# Given records
++++++++
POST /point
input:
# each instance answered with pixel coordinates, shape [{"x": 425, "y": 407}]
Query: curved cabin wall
++++++++
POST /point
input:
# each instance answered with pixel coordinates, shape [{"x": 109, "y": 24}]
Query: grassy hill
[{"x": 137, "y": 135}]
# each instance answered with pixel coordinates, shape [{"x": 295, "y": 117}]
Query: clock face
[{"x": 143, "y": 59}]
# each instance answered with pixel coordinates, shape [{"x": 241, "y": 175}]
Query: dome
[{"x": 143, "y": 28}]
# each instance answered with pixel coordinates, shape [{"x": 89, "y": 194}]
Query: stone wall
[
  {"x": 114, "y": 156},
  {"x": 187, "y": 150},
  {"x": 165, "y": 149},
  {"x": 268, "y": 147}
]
++++++++
# What is required
Every line of the entries above that contains the word "answered" must be tallied, and the number alone reported.

# Written answer
5